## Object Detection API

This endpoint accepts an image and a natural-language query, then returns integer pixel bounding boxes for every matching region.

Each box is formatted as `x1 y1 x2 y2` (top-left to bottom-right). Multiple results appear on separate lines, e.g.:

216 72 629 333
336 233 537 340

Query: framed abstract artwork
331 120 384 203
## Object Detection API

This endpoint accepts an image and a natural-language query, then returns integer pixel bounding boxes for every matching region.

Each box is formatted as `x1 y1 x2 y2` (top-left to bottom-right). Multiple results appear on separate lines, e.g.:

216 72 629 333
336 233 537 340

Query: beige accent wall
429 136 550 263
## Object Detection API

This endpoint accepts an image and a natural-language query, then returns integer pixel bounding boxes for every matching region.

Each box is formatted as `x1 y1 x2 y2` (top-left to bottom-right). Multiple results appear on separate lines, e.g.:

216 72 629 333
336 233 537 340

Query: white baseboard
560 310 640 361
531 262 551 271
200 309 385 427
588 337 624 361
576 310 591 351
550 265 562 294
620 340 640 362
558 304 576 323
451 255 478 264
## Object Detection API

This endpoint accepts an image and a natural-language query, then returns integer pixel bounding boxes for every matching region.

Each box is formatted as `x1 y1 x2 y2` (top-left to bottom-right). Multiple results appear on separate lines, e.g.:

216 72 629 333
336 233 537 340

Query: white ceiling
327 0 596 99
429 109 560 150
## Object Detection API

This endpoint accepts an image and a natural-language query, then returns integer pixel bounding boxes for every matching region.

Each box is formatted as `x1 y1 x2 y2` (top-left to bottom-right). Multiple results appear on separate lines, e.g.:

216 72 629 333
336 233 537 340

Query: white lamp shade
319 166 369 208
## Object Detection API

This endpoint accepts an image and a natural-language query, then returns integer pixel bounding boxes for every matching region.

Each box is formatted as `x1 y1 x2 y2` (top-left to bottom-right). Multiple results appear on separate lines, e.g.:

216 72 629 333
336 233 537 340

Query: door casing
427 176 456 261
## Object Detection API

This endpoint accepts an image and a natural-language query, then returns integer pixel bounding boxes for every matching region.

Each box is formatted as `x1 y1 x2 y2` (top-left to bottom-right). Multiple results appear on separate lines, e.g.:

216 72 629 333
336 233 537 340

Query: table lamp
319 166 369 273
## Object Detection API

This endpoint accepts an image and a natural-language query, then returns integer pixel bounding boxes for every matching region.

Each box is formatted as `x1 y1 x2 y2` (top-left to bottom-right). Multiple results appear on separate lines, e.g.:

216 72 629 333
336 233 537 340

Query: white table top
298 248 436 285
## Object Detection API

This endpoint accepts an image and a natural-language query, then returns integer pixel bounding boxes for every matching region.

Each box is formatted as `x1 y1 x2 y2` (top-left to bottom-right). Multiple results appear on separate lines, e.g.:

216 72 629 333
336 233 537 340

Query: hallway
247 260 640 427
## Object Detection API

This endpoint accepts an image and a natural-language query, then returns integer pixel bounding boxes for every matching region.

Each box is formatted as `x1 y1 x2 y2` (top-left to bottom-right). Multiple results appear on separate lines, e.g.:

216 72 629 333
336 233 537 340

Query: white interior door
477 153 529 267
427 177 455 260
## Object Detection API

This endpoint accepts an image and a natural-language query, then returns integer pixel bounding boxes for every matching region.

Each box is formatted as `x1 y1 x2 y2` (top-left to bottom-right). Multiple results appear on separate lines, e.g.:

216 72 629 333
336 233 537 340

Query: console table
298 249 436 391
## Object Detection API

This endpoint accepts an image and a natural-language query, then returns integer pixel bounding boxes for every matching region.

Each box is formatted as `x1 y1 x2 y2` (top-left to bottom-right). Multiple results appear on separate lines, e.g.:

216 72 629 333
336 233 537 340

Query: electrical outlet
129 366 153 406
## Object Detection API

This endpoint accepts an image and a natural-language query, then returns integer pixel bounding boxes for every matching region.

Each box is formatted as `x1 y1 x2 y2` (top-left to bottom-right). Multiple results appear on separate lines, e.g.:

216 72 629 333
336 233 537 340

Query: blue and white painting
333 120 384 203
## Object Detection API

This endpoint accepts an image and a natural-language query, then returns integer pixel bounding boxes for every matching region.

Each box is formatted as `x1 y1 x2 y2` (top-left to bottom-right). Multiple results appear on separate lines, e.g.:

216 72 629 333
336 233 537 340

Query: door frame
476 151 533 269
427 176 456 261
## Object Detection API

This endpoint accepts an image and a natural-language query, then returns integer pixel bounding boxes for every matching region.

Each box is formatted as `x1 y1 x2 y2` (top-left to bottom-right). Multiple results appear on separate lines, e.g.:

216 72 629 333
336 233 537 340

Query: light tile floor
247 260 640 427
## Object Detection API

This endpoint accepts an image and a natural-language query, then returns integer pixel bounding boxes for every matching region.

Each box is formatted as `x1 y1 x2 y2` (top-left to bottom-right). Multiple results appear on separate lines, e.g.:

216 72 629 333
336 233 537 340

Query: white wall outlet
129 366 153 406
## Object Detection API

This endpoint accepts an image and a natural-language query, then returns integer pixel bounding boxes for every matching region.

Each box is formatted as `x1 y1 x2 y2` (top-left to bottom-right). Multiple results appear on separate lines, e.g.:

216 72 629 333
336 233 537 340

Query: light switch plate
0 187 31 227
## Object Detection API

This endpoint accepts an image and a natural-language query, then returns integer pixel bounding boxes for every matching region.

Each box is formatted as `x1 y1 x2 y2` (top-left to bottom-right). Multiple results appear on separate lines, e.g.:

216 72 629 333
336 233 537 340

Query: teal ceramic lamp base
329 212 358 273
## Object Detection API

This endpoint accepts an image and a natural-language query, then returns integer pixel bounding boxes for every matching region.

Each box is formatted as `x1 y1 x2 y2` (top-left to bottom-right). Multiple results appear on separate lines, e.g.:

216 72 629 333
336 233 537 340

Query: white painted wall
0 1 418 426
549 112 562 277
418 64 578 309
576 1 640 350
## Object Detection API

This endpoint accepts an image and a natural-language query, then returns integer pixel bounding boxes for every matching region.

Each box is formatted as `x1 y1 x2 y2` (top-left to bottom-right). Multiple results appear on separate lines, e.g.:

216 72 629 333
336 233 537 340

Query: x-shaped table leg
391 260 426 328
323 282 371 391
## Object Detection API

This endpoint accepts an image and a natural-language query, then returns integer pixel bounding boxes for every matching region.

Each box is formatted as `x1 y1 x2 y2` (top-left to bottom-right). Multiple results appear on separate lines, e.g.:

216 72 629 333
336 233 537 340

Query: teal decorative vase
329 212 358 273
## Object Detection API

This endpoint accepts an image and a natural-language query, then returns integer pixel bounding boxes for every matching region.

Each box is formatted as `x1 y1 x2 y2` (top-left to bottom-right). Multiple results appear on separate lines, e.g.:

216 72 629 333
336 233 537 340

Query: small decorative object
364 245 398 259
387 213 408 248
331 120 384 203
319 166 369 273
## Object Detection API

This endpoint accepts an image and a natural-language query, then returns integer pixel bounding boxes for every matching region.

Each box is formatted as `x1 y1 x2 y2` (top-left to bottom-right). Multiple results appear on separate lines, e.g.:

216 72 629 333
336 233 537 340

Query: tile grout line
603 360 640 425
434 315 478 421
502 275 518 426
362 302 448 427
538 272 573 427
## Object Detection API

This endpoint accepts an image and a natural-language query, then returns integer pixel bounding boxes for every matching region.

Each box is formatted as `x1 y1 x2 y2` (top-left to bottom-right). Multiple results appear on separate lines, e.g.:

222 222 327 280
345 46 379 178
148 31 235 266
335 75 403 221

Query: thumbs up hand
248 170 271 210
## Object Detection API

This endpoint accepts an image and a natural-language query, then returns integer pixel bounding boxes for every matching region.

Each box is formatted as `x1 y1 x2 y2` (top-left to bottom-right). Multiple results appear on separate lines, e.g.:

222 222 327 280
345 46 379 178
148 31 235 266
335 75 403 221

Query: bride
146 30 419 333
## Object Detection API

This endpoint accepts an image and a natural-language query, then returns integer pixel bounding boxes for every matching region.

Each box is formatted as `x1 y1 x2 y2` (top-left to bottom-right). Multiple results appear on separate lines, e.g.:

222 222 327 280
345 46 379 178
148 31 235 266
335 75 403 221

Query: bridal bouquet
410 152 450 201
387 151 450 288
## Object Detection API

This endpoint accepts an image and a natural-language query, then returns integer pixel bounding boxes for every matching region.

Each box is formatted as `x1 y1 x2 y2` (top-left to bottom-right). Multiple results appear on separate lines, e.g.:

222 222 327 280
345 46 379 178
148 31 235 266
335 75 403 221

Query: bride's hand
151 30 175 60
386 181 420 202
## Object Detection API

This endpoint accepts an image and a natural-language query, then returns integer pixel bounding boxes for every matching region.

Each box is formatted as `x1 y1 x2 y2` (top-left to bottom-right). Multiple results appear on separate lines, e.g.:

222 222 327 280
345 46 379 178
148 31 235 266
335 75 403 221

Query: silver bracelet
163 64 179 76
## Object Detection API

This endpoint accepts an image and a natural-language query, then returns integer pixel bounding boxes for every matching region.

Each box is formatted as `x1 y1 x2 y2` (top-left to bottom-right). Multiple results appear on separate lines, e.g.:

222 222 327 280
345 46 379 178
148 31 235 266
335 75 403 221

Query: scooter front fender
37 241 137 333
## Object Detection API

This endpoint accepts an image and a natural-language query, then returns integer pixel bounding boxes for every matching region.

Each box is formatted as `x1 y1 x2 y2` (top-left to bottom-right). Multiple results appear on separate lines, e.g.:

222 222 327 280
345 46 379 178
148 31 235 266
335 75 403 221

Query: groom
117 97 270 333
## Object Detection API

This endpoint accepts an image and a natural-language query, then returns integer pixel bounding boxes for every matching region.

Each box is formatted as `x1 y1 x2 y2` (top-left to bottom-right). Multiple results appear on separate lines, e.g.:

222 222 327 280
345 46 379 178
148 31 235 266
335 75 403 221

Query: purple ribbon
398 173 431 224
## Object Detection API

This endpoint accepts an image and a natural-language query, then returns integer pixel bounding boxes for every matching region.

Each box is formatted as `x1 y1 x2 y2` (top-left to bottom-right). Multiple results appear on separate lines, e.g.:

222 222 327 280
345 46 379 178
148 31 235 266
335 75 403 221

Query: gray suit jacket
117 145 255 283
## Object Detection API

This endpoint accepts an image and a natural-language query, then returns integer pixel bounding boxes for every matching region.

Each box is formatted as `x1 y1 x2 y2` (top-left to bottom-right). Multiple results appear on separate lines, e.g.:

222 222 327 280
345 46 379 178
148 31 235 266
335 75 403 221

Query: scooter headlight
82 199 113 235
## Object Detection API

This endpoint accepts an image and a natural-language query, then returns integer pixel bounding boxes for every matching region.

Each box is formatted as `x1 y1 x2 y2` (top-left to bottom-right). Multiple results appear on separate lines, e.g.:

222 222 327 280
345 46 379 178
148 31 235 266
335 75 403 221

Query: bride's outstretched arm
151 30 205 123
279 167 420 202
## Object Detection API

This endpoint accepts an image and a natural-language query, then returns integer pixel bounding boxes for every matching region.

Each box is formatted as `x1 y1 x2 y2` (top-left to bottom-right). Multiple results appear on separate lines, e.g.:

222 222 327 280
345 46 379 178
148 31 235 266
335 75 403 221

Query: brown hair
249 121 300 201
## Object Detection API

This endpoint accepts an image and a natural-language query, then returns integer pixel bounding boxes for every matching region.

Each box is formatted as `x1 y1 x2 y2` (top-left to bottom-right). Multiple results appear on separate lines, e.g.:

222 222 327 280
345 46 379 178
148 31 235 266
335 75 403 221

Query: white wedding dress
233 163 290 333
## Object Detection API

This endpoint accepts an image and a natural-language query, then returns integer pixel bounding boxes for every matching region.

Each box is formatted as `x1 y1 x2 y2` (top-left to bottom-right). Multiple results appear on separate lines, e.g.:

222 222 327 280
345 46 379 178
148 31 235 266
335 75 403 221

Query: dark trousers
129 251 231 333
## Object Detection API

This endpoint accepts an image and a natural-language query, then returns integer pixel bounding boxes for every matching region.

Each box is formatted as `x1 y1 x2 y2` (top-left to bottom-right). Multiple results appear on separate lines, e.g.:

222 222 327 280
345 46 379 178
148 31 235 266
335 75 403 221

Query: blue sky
=-=-=-=-=
Comptez les lignes des items ci-dessus qui contiennent la chaîne « wall », en respectant les majuscules et minuscules. Donnez uniquement ce nombre.

» **Votre réponse**
3